■ Work instruction: Reproduce the passage of the cyber resilience text word for word, starting at "The Blind Spots" and ending at "or weaken vigilance.".

■ Text shown:
Content starts

WEF – The Cyber Resilience Compass (2025): The WEF’s compass puts the human factor at the heart of cyber resilience through four key pathways: leadership, people & culture, ecosystem engagement, and business processes. It emphasizes building trust through open communication, moving away from technical jargon, fostering accountability and psychological safety, developing external cyber communication strategies, and mapping dependencies upstream and downstream with external stakeholders. 🔗 [WEF Cyber Resilience Compass 2025 PDF]
👉 Positive point: this approach does not focus only on technology but also considers organisational dimensions. Limitation: its view of psychological safety remains centered on incident reporting and feedback mechanisms. The lived emotional reality of employees and their social relationships are still left out.
The Blind Spots of Tech-Centric Cybersecurity Governance
Cybersecurity governance has been built around tools, processes and technical controls: firewalls, patch management, SOCs, crisis response plans. Essential, yes.
But by focusing only on the machinery of defense, we ignore a whole part of the equation: the human dynamics.

What tech-centric governance fails to account for:
- Psychological factors: stress, cognitive overload, cognitive biases, layoff anxiety, persistent fatigue, burnout — all of which erode, distort or weaken vigilance.
👉 The real issue isn’t just training or procedure; it’s the organization’s ability to protect mental health and build a durable climate of trust—recognized on a par with financial KPIs. - Emotional factors: shame, guilt, lack of confidence, feelings of uselessness or lack of recognition, fear of being judged — which all suppress error or anomaly reporting.
👉 The answer isn’t a crisis-comms kit alone; communication must create a space where error becomes learning, where raising a doubt is valued, and where speech is freed from fear of blame. - Social factors: loneliness, loss of meaning, the sense of being “just a cog,” and the erosion of human bonds inside teams and with clients/suppliers—replaced by impersonal platforms and KPIs.
👉 Re-weaving these bonds—restoring the collective and the relational—underpins resilience communication, which safeguards performance and trust alike. - Communication factors: silos, constant top-down, standardized messaging, and no real culture of open, transparent, continuous exchange.
👉 Shift from reactive communication to living, inclusive, horizontal communication—that’s where collective vigilance happens: everyone becomes an actor and amplifier of resilience, not a mere executor.
In other words, tech-centric cybersecurity strengthens the technical shield but leaves wide open the human, emotional and social blind spots — precisely where so many vulnerabilities take root.
The Real Benefits of Another Approach
Putting people and communication at the heart of resilience already means gaining in competitiveness, responsiveness and performance.
Our Way Forward
We are not here to replace technology — but to complete it. Our mission: help SMEs widen their vision to include what is too often forgotten — cyber communication as the backbone of resilience.
- Augmented crisis communication: not just pre-written messages and media training for a spokesperson, but the building of strong internal and external bonds.
- Resilience governance: define your vision of cyber resilience, identify the levers and barriers to cohesion, integrate fatigue, stress and trust into KPIs, and establish a hybrid committee to steer and coordinate.
- Resilience communication: develop and deploy a long-term communication strategy that fosters and sustains cohesion, engagement and collective reflexes across the company’s ecosystem.
👉 Securing IT is not enough. Securing people — through communication — is just as vital.

Content ends

■ Data to examine:
Content starts

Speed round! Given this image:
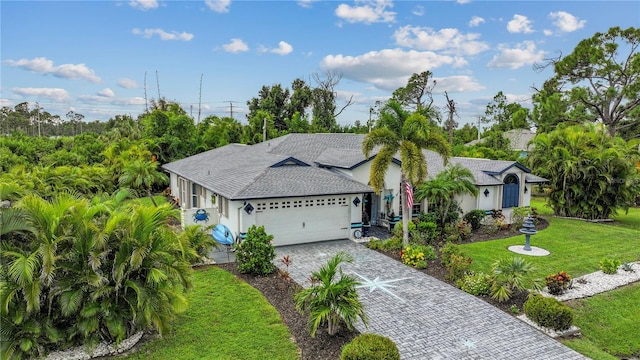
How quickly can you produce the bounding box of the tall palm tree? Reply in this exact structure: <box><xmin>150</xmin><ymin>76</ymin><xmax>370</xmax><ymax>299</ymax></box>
<box><xmin>415</xmin><ymin>164</ymin><xmax>478</xmax><ymax>226</ymax></box>
<box><xmin>362</xmin><ymin>100</ymin><xmax>450</xmax><ymax>245</ymax></box>
<box><xmin>118</xmin><ymin>159</ymin><xmax>169</xmax><ymax>207</ymax></box>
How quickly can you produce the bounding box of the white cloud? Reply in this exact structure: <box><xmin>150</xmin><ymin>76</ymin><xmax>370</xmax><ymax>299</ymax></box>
<box><xmin>11</xmin><ymin>88</ymin><xmax>70</xmax><ymax>101</ymax></box>
<box><xmin>298</xmin><ymin>0</ymin><xmax>320</xmax><ymax>9</ymax></box>
<box><xmin>434</xmin><ymin>75</ymin><xmax>485</xmax><ymax>93</ymax></box>
<box><xmin>117</xmin><ymin>78</ymin><xmax>138</xmax><ymax>89</ymax></box>
<box><xmin>129</xmin><ymin>0</ymin><xmax>158</xmax><ymax>10</ymax></box>
<box><xmin>507</xmin><ymin>14</ymin><xmax>533</xmax><ymax>34</ymax></box>
<box><xmin>271</xmin><ymin>41</ymin><xmax>293</xmax><ymax>56</ymax></box>
<box><xmin>393</xmin><ymin>25</ymin><xmax>489</xmax><ymax>55</ymax></box>
<box><xmin>335</xmin><ymin>0</ymin><xmax>396</xmax><ymax>24</ymax></box>
<box><xmin>98</xmin><ymin>88</ymin><xmax>116</xmax><ymax>98</ymax></box>
<box><xmin>131</xmin><ymin>28</ymin><xmax>193</xmax><ymax>41</ymax></box>
<box><xmin>5</xmin><ymin>57</ymin><xmax>101</xmax><ymax>83</ymax></box>
<box><xmin>549</xmin><ymin>11</ymin><xmax>587</xmax><ymax>32</ymax></box>
<box><xmin>487</xmin><ymin>41</ymin><xmax>544</xmax><ymax>69</ymax></box>
<box><xmin>204</xmin><ymin>0</ymin><xmax>231</xmax><ymax>13</ymax></box>
<box><xmin>469</xmin><ymin>16</ymin><xmax>485</xmax><ymax>27</ymax></box>
<box><xmin>320</xmin><ymin>49</ymin><xmax>460</xmax><ymax>91</ymax></box>
<box><xmin>222</xmin><ymin>39</ymin><xmax>249</xmax><ymax>53</ymax></box>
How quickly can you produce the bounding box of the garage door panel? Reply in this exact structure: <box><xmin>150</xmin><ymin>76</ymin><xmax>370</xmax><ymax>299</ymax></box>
<box><xmin>256</xmin><ymin>198</ymin><xmax>351</xmax><ymax>246</ymax></box>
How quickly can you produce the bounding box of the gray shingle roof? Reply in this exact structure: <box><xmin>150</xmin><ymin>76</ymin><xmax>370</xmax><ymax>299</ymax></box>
<box><xmin>163</xmin><ymin>134</ymin><xmax>545</xmax><ymax>200</ymax></box>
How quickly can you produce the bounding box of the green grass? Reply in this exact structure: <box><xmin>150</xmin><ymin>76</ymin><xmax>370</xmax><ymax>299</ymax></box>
<box><xmin>564</xmin><ymin>283</ymin><xmax>640</xmax><ymax>359</ymax></box>
<box><xmin>461</xmin><ymin>217</ymin><xmax>640</xmax><ymax>278</ymax></box>
<box><xmin>128</xmin><ymin>267</ymin><xmax>298</xmax><ymax>360</ymax></box>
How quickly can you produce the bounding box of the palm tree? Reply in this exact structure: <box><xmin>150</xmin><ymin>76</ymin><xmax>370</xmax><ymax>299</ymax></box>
<box><xmin>118</xmin><ymin>159</ymin><xmax>169</xmax><ymax>207</ymax></box>
<box><xmin>295</xmin><ymin>252</ymin><xmax>368</xmax><ymax>337</ymax></box>
<box><xmin>415</xmin><ymin>164</ymin><xmax>478</xmax><ymax>226</ymax></box>
<box><xmin>362</xmin><ymin>100</ymin><xmax>450</xmax><ymax>245</ymax></box>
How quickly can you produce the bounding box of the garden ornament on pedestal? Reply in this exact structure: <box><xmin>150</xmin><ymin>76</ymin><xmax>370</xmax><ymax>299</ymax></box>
<box><xmin>520</xmin><ymin>214</ymin><xmax>538</xmax><ymax>251</ymax></box>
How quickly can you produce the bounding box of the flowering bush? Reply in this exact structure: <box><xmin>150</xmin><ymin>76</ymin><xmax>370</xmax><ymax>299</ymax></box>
<box><xmin>400</xmin><ymin>245</ymin><xmax>438</xmax><ymax>269</ymax></box>
<box><xmin>544</xmin><ymin>271</ymin><xmax>571</xmax><ymax>295</ymax></box>
<box><xmin>456</xmin><ymin>272</ymin><xmax>491</xmax><ymax>296</ymax></box>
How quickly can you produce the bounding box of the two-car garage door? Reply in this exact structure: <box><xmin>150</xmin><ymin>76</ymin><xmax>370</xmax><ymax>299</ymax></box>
<box><xmin>256</xmin><ymin>196</ymin><xmax>351</xmax><ymax>246</ymax></box>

Content ends

■ Task response:
The Blind Spots of Tech-Centric Cybersecurity Governance
Cybersecurity governance has been built around tools, processes and technical controls: firewalls, patch management, SOCs, crisis response plans. Essential, yes.
But by focusing only on the machinery of defense, we ignore a whole part of the equation: the human dynamics.

What tech-centric governance fails to account for:
- Psychological factors: stress, cognitive overload, cognitive biases, layoff anxiety, persistent fatigue, burnout — all of which erode, distort or weaken vigilance.